Mix-up gives singer unexpected prize
Men whooped, respectfully doffing their cowboy hats to the cowpoke in the Stetson on the stage.
Women blew kisses and batted their eyelashes at him, begging for more.
Brandon Ummel’s rendition of Tim McGraw’s “Down on the Farm” just brought the house down at the Special Events tent during the first-ever “A-Moo-Ican Idol” contest at the Nevada County Fair.
“I had a lot of fun, and the crowd got into it. If I wasn’t going to win, I thought I wasn’t that far from the top,” he said.
His prescient observation proved correct.
Judges initially gave the $100 top prize to Amy Gargiulo, 28, a former Nevada Union High School student and Miss Nevada County. In the frenzy of the first-ever event, judges realized that Gargiulo, a classically trained vocalist who performed “I Will Always Love You” lived in El Dorado Hills, in nearby El Dorado County.

========================

[Prompt] Can you summarize the article on the Nevada County Fair singing contest in two sentences?

[Data records]
========================

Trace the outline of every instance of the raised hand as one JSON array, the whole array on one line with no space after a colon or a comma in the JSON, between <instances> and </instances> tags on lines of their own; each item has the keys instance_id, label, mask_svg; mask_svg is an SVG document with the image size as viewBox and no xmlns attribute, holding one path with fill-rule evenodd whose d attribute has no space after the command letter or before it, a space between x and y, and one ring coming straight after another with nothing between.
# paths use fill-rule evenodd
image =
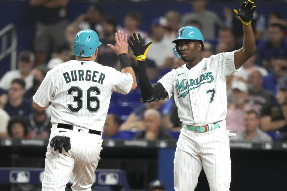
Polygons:
<instances>
[{"instance_id":1,"label":"raised hand","mask_svg":"<svg viewBox=\"0 0 287 191\"><path fill-rule=\"evenodd\" d=\"M235 9L233 10L243 24L248 25L251 23L251 19L253 17L253 13L256 8L256 6L254 4L254 2L248 0L247 3L245 1L242 3L241 7L238 11Z\"/></svg>"},{"instance_id":2,"label":"raised hand","mask_svg":"<svg viewBox=\"0 0 287 191\"><path fill-rule=\"evenodd\" d=\"M138 39L135 33L133 33L132 35L133 36L130 36L128 42L134 53L134 55L135 56L135 59L137 60L145 59L147 50L153 42L150 42L145 46L140 34L138 34Z\"/></svg>"},{"instance_id":3,"label":"raised hand","mask_svg":"<svg viewBox=\"0 0 287 191\"><path fill-rule=\"evenodd\" d=\"M118 30L117 32L115 34L115 37L116 39L115 45L114 46L110 44L108 44L107 46L113 49L117 56L121 54L127 54L128 37L126 34L124 36L123 32Z\"/></svg>"}]
</instances>

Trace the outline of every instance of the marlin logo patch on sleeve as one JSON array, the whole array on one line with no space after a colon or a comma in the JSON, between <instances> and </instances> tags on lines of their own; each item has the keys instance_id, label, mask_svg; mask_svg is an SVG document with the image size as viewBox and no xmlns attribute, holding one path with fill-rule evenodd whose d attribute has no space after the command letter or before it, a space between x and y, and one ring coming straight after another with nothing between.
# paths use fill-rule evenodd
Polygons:
<instances>
[{"instance_id":1,"label":"marlin logo patch on sleeve","mask_svg":"<svg viewBox=\"0 0 287 191\"><path fill-rule=\"evenodd\" d=\"M187 80L186 78L184 78L180 83L178 80L176 80L175 85L178 90L178 97L184 98L190 90L197 88L202 84L211 83L214 79L212 73L209 72L201 75L199 78L195 80Z\"/></svg>"}]
</instances>

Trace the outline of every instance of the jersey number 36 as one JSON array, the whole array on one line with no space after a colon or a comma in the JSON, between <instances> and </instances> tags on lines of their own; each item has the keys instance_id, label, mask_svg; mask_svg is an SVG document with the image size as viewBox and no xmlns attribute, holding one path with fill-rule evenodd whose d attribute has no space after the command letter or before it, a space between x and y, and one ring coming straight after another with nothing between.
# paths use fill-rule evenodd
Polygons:
<instances>
[{"instance_id":1,"label":"jersey number 36","mask_svg":"<svg viewBox=\"0 0 287 191\"><path fill-rule=\"evenodd\" d=\"M74 107L71 104L67 104L67 107L71 112L78 112L83 107L83 91L78 86L72 86L70 87L67 91L68 95L72 95L73 92L77 92L76 96L73 96L73 101L77 103L77 106ZM100 94L100 91L96 86L91 86L86 91L86 109L90 112L96 112L100 109L100 100L96 96L92 96L92 92L96 93L96 95ZM95 103L95 106L92 107L92 103Z\"/></svg>"}]
</instances>

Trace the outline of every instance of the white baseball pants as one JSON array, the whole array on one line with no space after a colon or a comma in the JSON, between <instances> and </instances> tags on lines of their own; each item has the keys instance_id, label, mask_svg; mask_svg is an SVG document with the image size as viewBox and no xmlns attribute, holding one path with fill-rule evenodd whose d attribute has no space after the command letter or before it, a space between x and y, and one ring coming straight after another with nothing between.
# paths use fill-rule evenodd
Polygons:
<instances>
[{"instance_id":1,"label":"white baseball pants","mask_svg":"<svg viewBox=\"0 0 287 191\"><path fill-rule=\"evenodd\" d=\"M174 161L175 191L193 191L202 167L211 191L229 190L229 138L226 127L198 133L183 127Z\"/></svg>"},{"instance_id":2,"label":"white baseball pants","mask_svg":"<svg viewBox=\"0 0 287 191\"><path fill-rule=\"evenodd\" d=\"M92 179L103 149L102 138L88 133L88 130L82 128L80 129L83 130L79 132L74 127L72 131L56 126L53 125L49 143L55 136L68 136L71 138L71 149L66 153L63 148L60 154L48 146L42 191L64 191L71 174L72 190L91 190ZM60 130L66 132L59 133Z\"/></svg>"}]
</instances>

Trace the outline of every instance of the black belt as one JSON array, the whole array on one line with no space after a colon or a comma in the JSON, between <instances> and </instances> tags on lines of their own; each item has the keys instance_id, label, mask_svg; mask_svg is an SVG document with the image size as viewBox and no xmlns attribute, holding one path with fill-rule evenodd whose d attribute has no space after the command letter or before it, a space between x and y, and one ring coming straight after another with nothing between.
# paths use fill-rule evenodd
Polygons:
<instances>
[{"instance_id":1,"label":"black belt","mask_svg":"<svg viewBox=\"0 0 287 191\"><path fill-rule=\"evenodd\" d=\"M64 124L63 123L58 124L57 126L57 128L62 128L63 129L69 129L72 131L74 129L74 127L71 125L68 125L68 124ZM80 129L79 130L79 131L80 131ZM98 135L100 136L102 135L102 133L100 131L96 131L96 130L93 130L91 129L89 130L89 133L91 134L95 134Z\"/></svg>"}]
</instances>

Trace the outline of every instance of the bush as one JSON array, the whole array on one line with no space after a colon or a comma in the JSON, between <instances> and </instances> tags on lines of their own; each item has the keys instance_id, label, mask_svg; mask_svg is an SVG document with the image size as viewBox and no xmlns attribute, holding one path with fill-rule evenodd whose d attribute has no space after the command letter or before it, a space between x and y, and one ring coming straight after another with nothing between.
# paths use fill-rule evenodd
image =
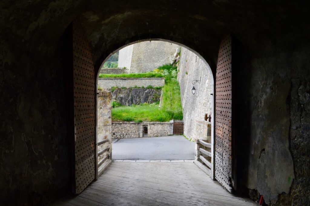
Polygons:
<instances>
[{"instance_id":1,"label":"bush","mask_svg":"<svg viewBox=\"0 0 310 206\"><path fill-rule=\"evenodd\" d=\"M112 102L112 107L115 108L116 107L118 107L122 105L121 104L116 101L113 101Z\"/></svg>"},{"instance_id":2,"label":"bush","mask_svg":"<svg viewBox=\"0 0 310 206\"><path fill-rule=\"evenodd\" d=\"M132 121L134 121L134 118L131 116L125 116L123 118L122 120L123 121L125 121L127 122L131 122Z\"/></svg>"},{"instance_id":3,"label":"bush","mask_svg":"<svg viewBox=\"0 0 310 206\"><path fill-rule=\"evenodd\" d=\"M162 75L160 73L147 72L144 73L130 73L129 74L100 74L100 78L148 78L162 77Z\"/></svg>"},{"instance_id":4,"label":"bush","mask_svg":"<svg viewBox=\"0 0 310 206\"><path fill-rule=\"evenodd\" d=\"M118 88L118 87L117 86L113 86L112 88L111 88L111 92L113 92L114 91L114 90L115 90L115 89Z\"/></svg>"}]
</instances>

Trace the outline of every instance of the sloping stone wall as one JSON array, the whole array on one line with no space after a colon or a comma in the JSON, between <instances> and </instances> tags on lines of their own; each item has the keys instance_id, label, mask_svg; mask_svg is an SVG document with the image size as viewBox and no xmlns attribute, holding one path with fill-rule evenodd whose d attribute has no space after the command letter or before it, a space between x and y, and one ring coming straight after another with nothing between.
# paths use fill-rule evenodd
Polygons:
<instances>
[{"instance_id":1,"label":"sloping stone wall","mask_svg":"<svg viewBox=\"0 0 310 206\"><path fill-rule=\"evenodd\" d=\"M161 93L161 89L117 88L112 92L112 99L122 105L151 104L160 101Z\"/></svg>"},{"instance_id":2,"label":"sloping stone wall","mask_svg":"<svg viewBox=\"0 0 310 206\"><path fill-rule=\"evenodd\" d=\"M206 114L211 113L213 101L213 76L209 66L194 53L182 47L178 68L178 81L180 84L183 107L184 134L188 138L197 139L206 138L203 131ZM194 86L196 92L192 93L192 81L200 80ZM203 126L202 126L202 125Z\"/></svg>"},{"instance_id":3,"label":"sloping stone wall","mask_svg":"<svg viewBox=\"0 0 310 206\"><path fill-rule=\"evenodd\" d=\"M111 68L101 69L100 70L100 74L124 74L128 73L128 70L123 68Z\"/></svg>"},{"instance_id":4,"label":"sloping stone wall","mask_svg":"<svg viewBox=\"0 0 310 206\"><path fill-rule=\"evenodd\" d=\"M134 45L131 44L120 50L118 64L119 67L125 67L129 70L130 69Z\"/></svg>"},{"instance_id":5,"label":"sloping stone wall","mask_svg":"<svg viewBox=\"0 0 310 206\"><path fill-rule=\"evenodd\" d=\"M143 137L144 125L148 125L148 134ZM135 138L140 137L161 137L172 134L173 121L169 122L112 122L112 138Z\"/></svg>"},{"instance_id":6,"label":"sloping stone wall","mask_svg":"<svg viewBox=\"0 0 310 206\"><path fill-rule=\"evenodd\" d=\"M152 86L154 87L163 86L165 78L99 78L98 85L102 89L110 89L113 87L133 87L135 86Z\"/></svg>"},{"instance_id":7,"label":"sloping stone wall","mask_svg":"<svg viewBox=\"0 0 310 206\"><path fill-rule=\"evenodd\" d=\"M171 63L176 49L180 47L159 41L132 44L119 50L118 66L126 67L131 73L149 72Z\"/></svg>"}]
</instances>

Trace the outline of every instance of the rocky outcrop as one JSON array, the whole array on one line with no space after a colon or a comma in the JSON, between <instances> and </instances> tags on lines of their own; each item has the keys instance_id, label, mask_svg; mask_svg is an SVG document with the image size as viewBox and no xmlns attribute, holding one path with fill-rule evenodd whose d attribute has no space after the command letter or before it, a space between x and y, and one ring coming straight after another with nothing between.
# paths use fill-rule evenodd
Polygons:
<instances>
[{"instance_id":1,"label":"rocky outcrop","mask_svg":"<svg viewBox=\"0 0 310 206\"><path fill-rule=\"evenodd\" d=\"M159 101L162 90L145 88L117 88L112 92L112 98L122 105L130 106Z\"/></svg>"}]
</instances>

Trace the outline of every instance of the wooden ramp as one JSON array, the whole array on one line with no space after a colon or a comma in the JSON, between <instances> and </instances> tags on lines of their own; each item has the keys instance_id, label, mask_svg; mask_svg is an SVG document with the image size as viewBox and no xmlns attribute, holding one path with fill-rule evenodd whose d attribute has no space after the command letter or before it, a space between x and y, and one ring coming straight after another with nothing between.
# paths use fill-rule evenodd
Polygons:
<instances>
[{"instance_id":1,"label":"wooden ramp","mask_svg":"<svg viewBox=\"0 0 310 206\"><path fill-rule=\"evenodd\" d=\"M79 195L55 205L256 205L193 162L113 162Z\"/></svg>"}]
</instances>

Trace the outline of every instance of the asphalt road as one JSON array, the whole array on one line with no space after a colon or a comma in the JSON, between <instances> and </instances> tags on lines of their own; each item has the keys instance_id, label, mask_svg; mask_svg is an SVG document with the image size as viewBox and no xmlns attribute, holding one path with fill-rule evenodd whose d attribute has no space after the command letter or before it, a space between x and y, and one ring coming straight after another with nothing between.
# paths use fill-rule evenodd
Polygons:
<instances>
[{"instance_id":1,"label":"asphalt road","mask_svg":"<svg viewBox=\"0 0 310 206\"><path fill-rule=\"evenodd\" d=\"M193 160L195 143L181 135L113 140L112 159L116 160Z\"/></svg>"}]
</instances>

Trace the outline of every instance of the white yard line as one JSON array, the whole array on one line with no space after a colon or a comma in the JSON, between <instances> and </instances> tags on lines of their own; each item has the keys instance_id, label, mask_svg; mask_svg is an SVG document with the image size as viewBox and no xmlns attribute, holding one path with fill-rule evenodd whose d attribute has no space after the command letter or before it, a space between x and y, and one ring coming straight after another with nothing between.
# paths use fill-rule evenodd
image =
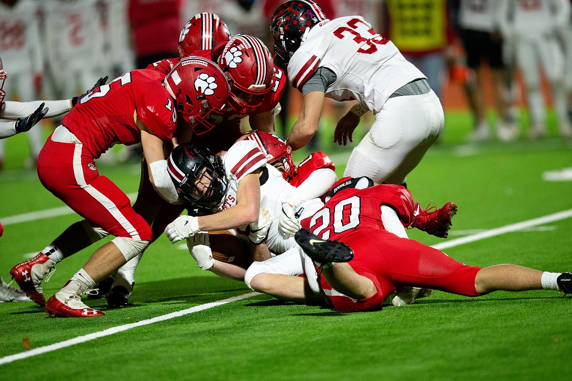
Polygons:
<instances>
[{"instance_id":1,"label":"white yard line","mask_svg":"<svg viewBox=\"0 0 572 381\"><path fill-rule=\"evenodd\" d=\"M59 208L56 208L56 209L59 209ZM28 214L26 214L26 215L20 215L20 216L27 215ZM39 214L39 215L44 215L45 214ZM38 215L37 214L37 215ZM14 216L14 218L15 218L16 217L18 216ZM502 226L500 227L498 227L495 229L491 229L490 230L486 230L484 231L478 232L475 234L471 234L471 235L467 235L467 236L463 237L462 238L457 238L456 239L452 239L451 240L449 240L446 242L443 242L442 243L438 243L437 244L433 245L432 247L434 247L440 250L442 250L444 248L448 248L449 247L454 247L455 246L458 246L459 245L463 244L465 243L468 243L470 242L474 242L475 241L479 240L481 239L484 239L485 238L489 238L490 237L495 236L496 235L500 235L500 234L505 234L506 233L513 231L518 231L525 229L528 229L533 226L542 225L543 224L549 223L550 222L554 222L555 221L558 221L566 218L570 218L570 217L572 217L572 209L569 209L568 210L564 210L561 212L558 212L557 213L554 213L553 214L549 214L549 215L544 216L543 217L539 217L538 218L534 218L533 219L529 220L527 221L523 221L522 222L511 224L510 225L507 225L506 226ZM40 218L44 218L44 217L40 217ZM2 220L3 224L5 223L4 221L6 220L6 219L7 219ZM12 223L16 223L16 222L12 222ZM250 292L249 294L245 294L244 295L239 295L238 296L234 296L233 298L229 298L228 299L225 299L223 300L219 300L218 302L213 302L205 304L201 304L200 306L196 306L190 308L187 308L186 310L183 310L182 311L179 311L178 312L171 312L170 314L168 314L166 315L164 315L162 316L157 316L156 318L153 318L152 319L148 319L146 320L141 320L141 322L138 322L137 323L133 323L132 324L125 324L124 326L120 326L118 327L113 327L112 328L109 328L106 330L104 330L100 332L96 332L92 334L84 335L84 336L80 336L77 338L74 338L73 339L70 339L69 340L61 342L59 343L55 343L54 344L51 344L50 345L45 346L44 347L35 348L33 350L30 350L26 352L22 352L14 355L10 355L9 356L6 356L5 357L0 358L0 365L2 365L3 364L7 364L8 363L11 363L17 360L21 360L22 359L27 358L29 357L35 356L36 355L39 355L42 353L51 352L52 351L55 351L62 348L65 348L66 347L69 347L70 346L75 345L76 344L79 344L80 343L85 343L85 342L89 341L90 340L94 340L95 339L98 339L100 338L102 338L105 336L113 335L114 334L116 334L119 332L122 332L124 331L126 331L127 330L130 330L132 328L135 328L136 327L140 327L141 326L147 325L148 324L152 324L153 323L156 323L157 322L162 322L164 320L168 320L169 319L172 319L173 318L178 318L179 316L181 316L185 315L188 315L189 314L192 314L193 312L197 312L199 311L202 311L203 310L206 310L207 308L210 308L213 307L216 307L217 306L221 306L222 304L227 304L227 303L231 303L231 302L235 302L236 300L240 300L243 299L246 299L247 298L250 298L251 296L253 296L256 295L259 295L259 294L258 292Z\"/></svg>"},{"instance_id":2,"label":"white yard line","mask_svg":"<svg viewBox=\"0 0 572 381\"><path fill-rule=\"evenodd\" d=\"M88 334L88 335L84 335L84 336L78 336L77 338L66 340L59 343L54 343L54 344L50 344L50 345L47 345L43 347L34 348L34 349L30 350L29 351L27 351L26 352L21 352L20 353L17 353L14 355L10 355L9 356L2 357L0 358L0 365L7 364L8 363L11 363L17 360L26 359L29 357L35 356L36 355L41 355L42 353L51 352L52 351L55 351L58 349L61 349L62 348L65 348L66 347L70 347L73 345L76 345L76 344L85 343L86 342L90 341L90 340L99 339L100 338L102 338L105 336L109 336L110 335L113 335L120 332L127 331L128 330L130 330L131 328L136 328L136 327L146 326L147 324L153 324L153 323L157 323L157 322L163 322L166 320L169 320L169 319L173 319L173 318L178 318L185 315L188 315L189 314L198 312L199 311L202 311L203 310L206 310L213 307L217 307L217 306L222 306L223 304L225 304L228 303L236 302L237 300L240 300L241 299L254 296L260 294L258 292L250 292L249 294L239 295L238 296L233 296L232 298L229 298L228 299L225 299L223 300L219 300L218 302L212 302L211 303L207 303L200 306L195 306L194 307L192 307L190 308L187 308L186 310L171 312L170 314L167 314L166 315L157 316L156 318L153 318L152 319L148 319L146 320L137 322L137 323L132 323L131 324L126 324L124 326L113 327L112 328L108 328L106 330L104 330L103 331L100 331L100 332L94 332L93 334Z\"/></svg>"}]
</instances>

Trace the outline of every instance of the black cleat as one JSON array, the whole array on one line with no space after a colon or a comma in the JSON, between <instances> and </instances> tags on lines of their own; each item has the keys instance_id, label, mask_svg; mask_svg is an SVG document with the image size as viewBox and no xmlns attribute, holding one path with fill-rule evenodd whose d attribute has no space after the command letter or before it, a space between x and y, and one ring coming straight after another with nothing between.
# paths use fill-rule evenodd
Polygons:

========================

[Finished task] At the first-ever "A-Moo-Ican Idol" contest at the Nevada County Fair, Brandon Ummel's rendition of Tim McGraw's "Down on the Farm" brought the house down, and his remark that he wasn't far from the top even if he didn't win proved correct. Judges initially gave the $100 top prize to Amy Gargiulo, a classically trained vocalist who sang "I Will Always Love You," but then realized that she lived in El Dorado Hills, in nearby El Dorado County.